● **YOUR TASK**
Reproduce the records below with "positive clicks" replaced by "foreground clicks" throughout and everything else unchanged, omitting the pictures.

* * * * * * *

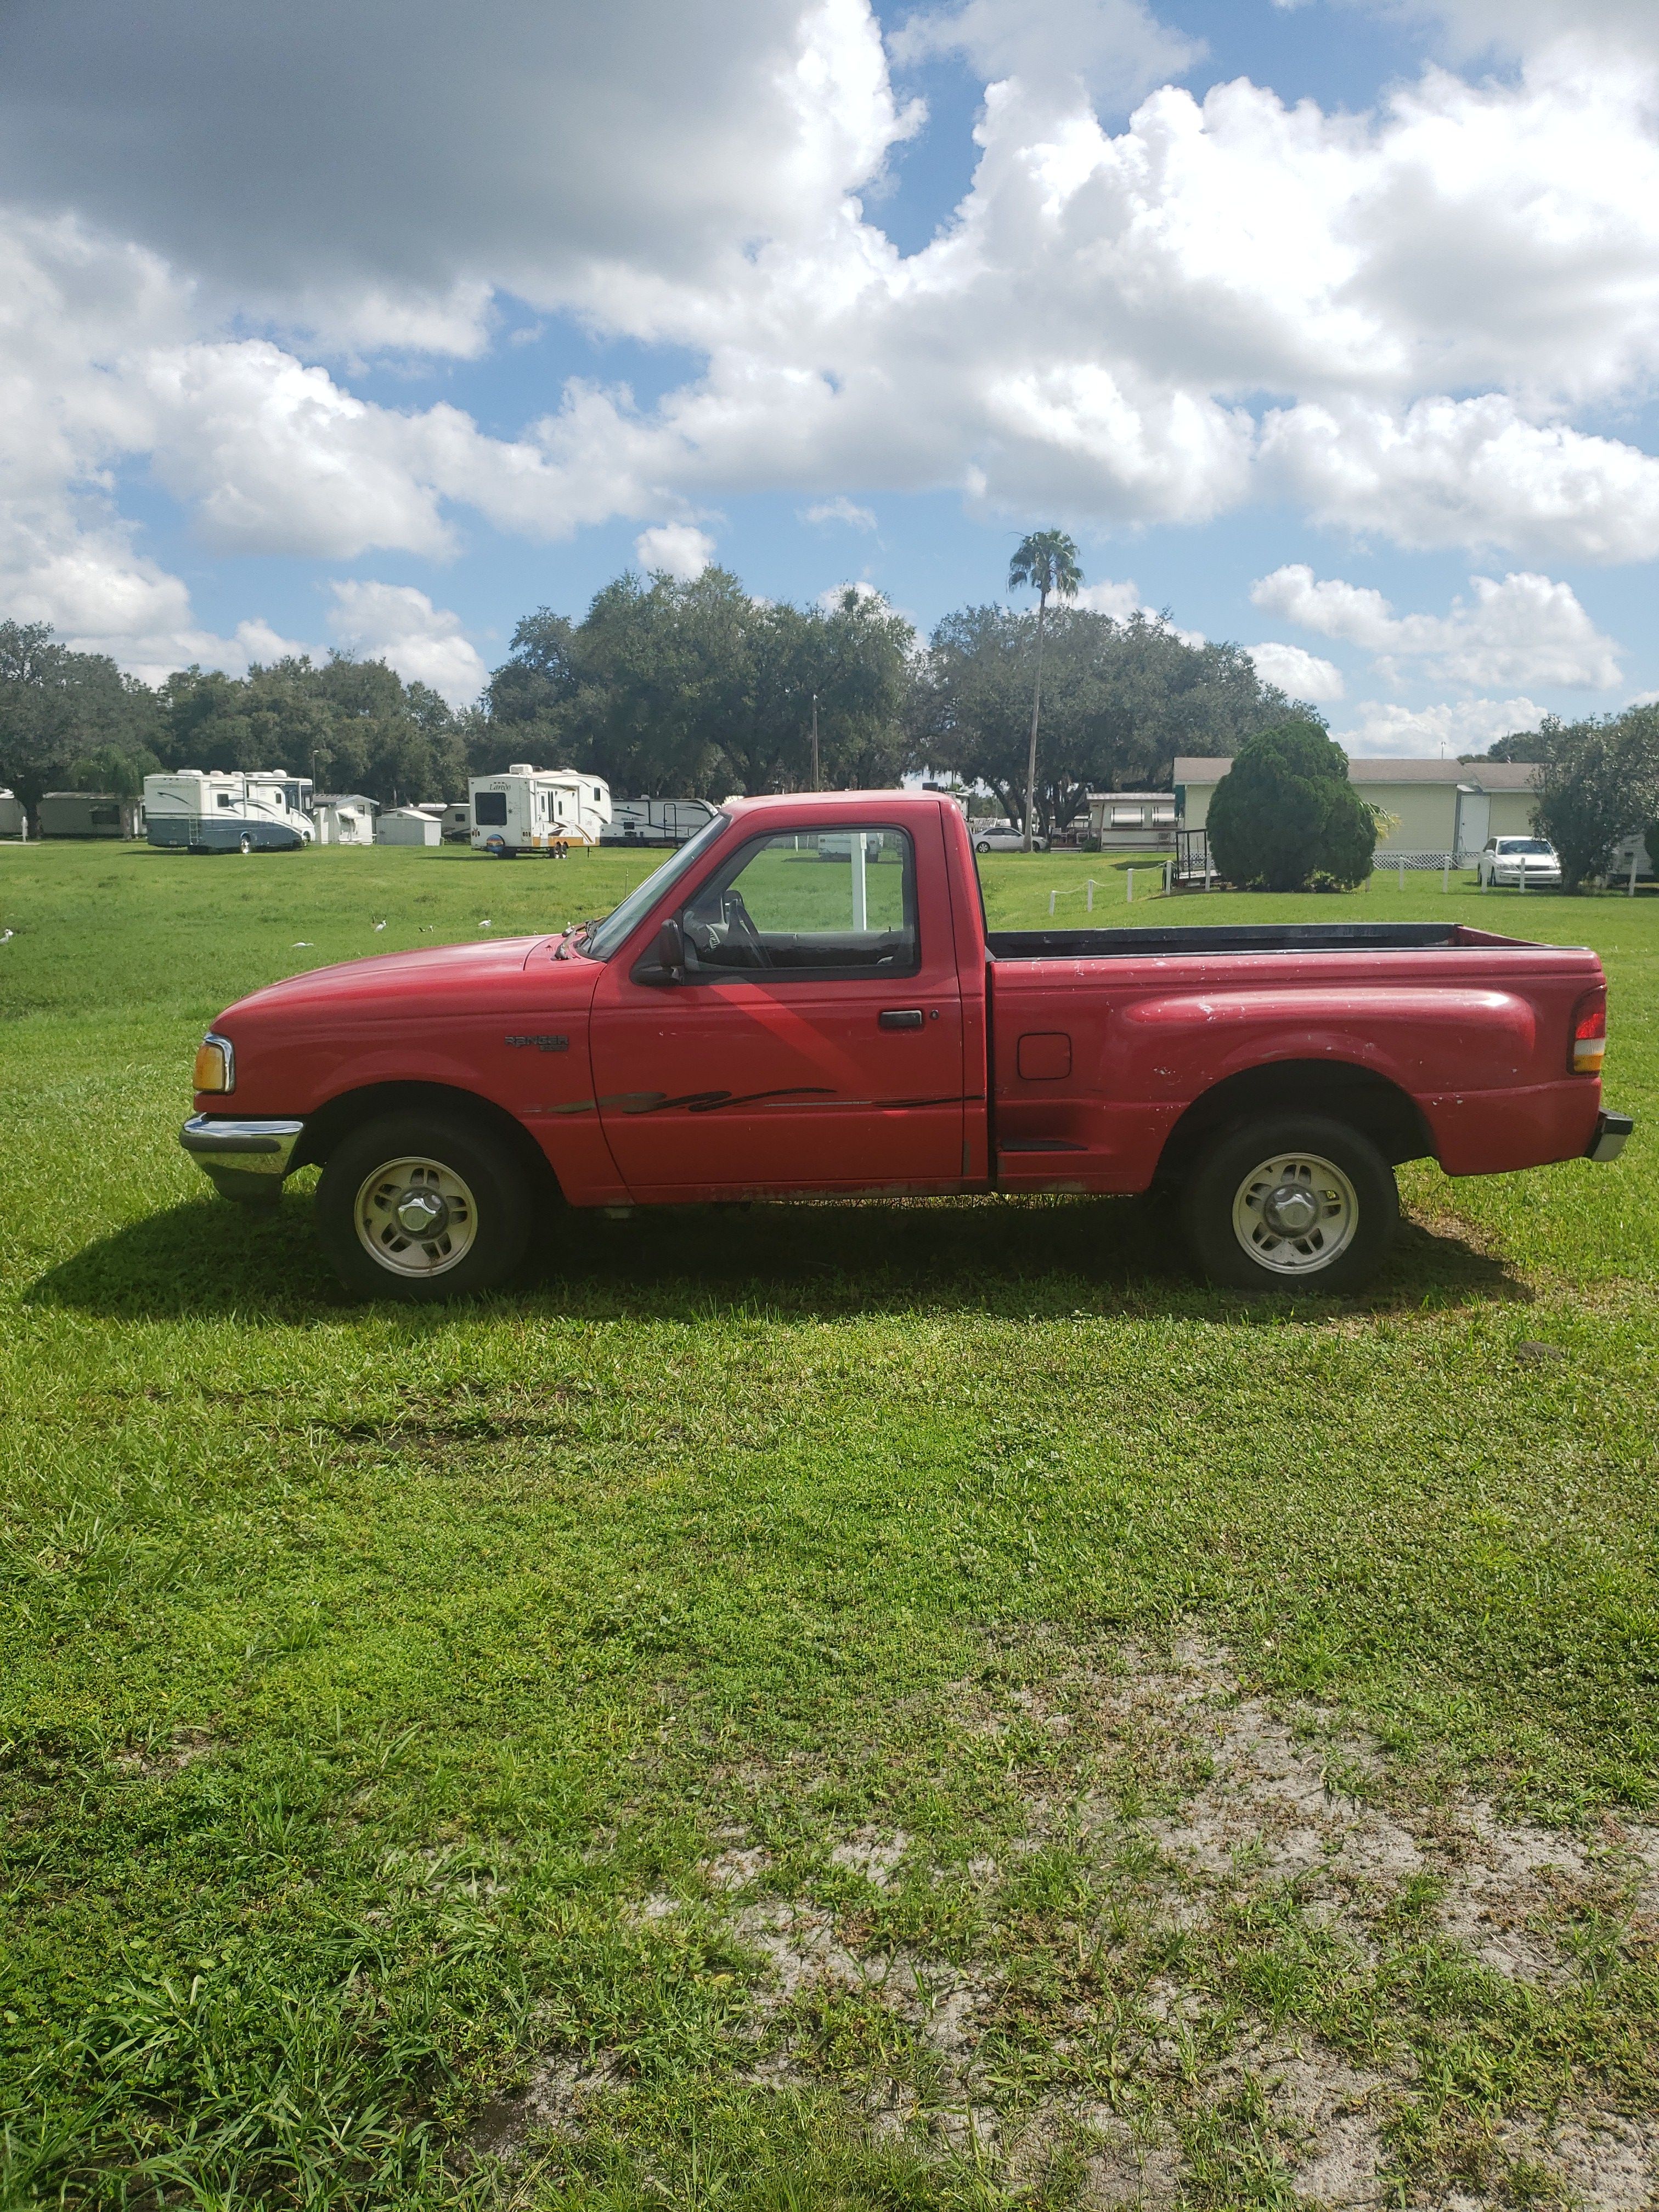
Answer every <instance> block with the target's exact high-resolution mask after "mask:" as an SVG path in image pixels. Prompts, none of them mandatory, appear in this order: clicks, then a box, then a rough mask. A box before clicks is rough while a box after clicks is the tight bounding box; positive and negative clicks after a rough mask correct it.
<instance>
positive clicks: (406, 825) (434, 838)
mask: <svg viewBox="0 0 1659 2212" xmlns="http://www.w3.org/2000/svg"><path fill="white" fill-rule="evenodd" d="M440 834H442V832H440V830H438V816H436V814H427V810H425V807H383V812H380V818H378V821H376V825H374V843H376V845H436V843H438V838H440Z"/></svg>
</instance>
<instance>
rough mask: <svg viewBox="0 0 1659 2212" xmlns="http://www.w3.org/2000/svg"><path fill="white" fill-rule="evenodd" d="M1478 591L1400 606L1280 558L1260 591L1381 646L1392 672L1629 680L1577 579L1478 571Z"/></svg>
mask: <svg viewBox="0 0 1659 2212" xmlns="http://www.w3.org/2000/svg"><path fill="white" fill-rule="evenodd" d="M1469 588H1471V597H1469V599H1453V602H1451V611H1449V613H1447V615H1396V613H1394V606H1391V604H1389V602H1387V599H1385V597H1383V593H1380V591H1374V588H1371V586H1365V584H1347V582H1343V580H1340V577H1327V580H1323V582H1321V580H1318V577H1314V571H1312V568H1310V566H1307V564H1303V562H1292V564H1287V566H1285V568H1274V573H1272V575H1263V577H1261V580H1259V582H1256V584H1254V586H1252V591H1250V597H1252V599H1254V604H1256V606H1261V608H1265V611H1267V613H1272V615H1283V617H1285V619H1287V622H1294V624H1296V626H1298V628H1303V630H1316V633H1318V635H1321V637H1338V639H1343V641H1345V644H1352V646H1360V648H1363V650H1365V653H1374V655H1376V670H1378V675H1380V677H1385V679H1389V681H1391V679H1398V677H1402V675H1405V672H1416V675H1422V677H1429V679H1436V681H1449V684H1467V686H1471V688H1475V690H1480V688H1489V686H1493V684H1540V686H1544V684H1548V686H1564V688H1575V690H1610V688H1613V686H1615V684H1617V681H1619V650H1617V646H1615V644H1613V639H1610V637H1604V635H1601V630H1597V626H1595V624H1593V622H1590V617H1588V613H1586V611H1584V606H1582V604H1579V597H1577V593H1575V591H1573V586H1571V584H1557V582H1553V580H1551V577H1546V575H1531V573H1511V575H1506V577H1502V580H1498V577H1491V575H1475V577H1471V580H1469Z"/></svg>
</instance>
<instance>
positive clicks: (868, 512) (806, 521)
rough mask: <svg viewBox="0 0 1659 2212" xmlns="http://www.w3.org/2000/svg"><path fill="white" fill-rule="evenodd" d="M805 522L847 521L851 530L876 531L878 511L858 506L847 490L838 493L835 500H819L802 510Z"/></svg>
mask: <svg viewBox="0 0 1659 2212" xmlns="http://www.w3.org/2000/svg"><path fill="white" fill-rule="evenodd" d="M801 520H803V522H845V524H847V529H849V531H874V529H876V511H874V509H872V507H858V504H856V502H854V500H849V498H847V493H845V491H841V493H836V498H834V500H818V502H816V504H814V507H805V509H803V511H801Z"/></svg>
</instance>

* * * * * * *

● **ANSWER BOX**
Answer every <instance> block with the target's exact high-resolution mask after "mask:" as an SVG path in image pixels. Prompts, none of them mandatory, appear in this order: clicks, then a box, then a rough mask. A box before clicks is rough while a box after clicks is the tight bounding box; positive and negative clicks after a rough mask correct it.
<instance>
foreground clicks: (406, 825) (434, 838)
mask: <svg viewBox="0 0 1659 2212" xmlns="http://www.w3.org/2000/svg"><path fill="white" fill-rule="evenodd" d="M440 834H442V832H440V830H438V816H436V814H427V810H425V807H383V812H380V818H378V821H376V825H374V843H376V845H436V843H438V838H440Z"/></svg>
</instance>
<instance>
rough mask: <svg viewBox="0 0 1659 2212" xmlns="http://www.w3.org/2000/svg"><path fill="white" fill-rule="evenodd" d="M1478 591L1400 606L1280 558L1260 591L1381 646L1392 672L1629 680L1577 579L1478 571Z"/></svg>
mask: <svg viewBox="0 0 1659 2212" xmlns="http://www.w3.org/2000/svg"><path fill="white" fill-rule="evenodd" d="M1469 588H1471V597H1469V599H1453V602H1451V611H1449V613H1447V615H1396V613H1394V606H1391V604H1389V602H1387V599H1385V597H1383V593H1380V591H1374V588H1371V586H1365V584H1347V582H1343V580H1340V577H1327V580H1323V582H1321V580H1318V577H1314V571H1312V568H1310V566H1307V564H1303V562H1292V564H1287V566H1285V568H1274V573H1272V575H1263V577H1261V580H1259V582H1256V584H1254V586H1252V591H1250V597H1252V599H1254V604H1256V606H1261V608H1265V611H1267V613H1272V615H1283V617H1285V619H1287V622H1294V624H1296V626H1298V628H1303V630H1316V633H1318V635H1321V637H1338V639H1343V641H1345V644H1352V646H1360V648H1363V650H1365V653H1374V655H1376V670H1378V675H1380V677H1385V679H1389V681H1391V679H1398V677H1402V675H1405V672H1416V675H1422V677H1429V679H1436V681H1449V684H1467V686H1471V688H1475V690H1480V688H1489V686H1493V684H1540V686H1544V684H1548V686H1564V688H1575V690H1610V688H1613V686H1615V684H1617V681H1619V650H1617V646H1615V644H1613V639H1610V637H1604V635H1601V630H1597V626H1595V624H1593V622H1590V617H1588V613H1586V611H1584V606H1582V604H1579V597H1577V593H1575V591H1573V586H1571V584H1557V582H1553V580H1551V577H1546V575H1531V573H1511V575H1506V577H1502V580H1498V577H1491V575H1475V577H1471V580H1469Z"/></svg>
</instance>
<instance>
foreground clicks: (868, 512) (806, 521)
rough mask: <svg viewBox="0 0 1659 2212" xmlns="http://www.w3.org/2000/svg"><path fill="white" fill-rule="evenodd" d="M805 522L847 521L851 530L876 531L878 511L858 506L847 490L838 493L835 500H819L802 510Z"/></svg>
mask: <svg viewBox="0 0 1659 2212" xmlns="http://www.w3.org/2000/svg"><path fill="white" fill-rule="evenodd" d="M801 520H803V522H845V524H847V529H849V531H874V529H876V511H874V509H872V507H858V504H856V502H854V500H849V498H847V493H845V491H841V493H836V498H834V500H818V502H816V504H814V507H805V509H803V511H801Z"/></svg>
</instance>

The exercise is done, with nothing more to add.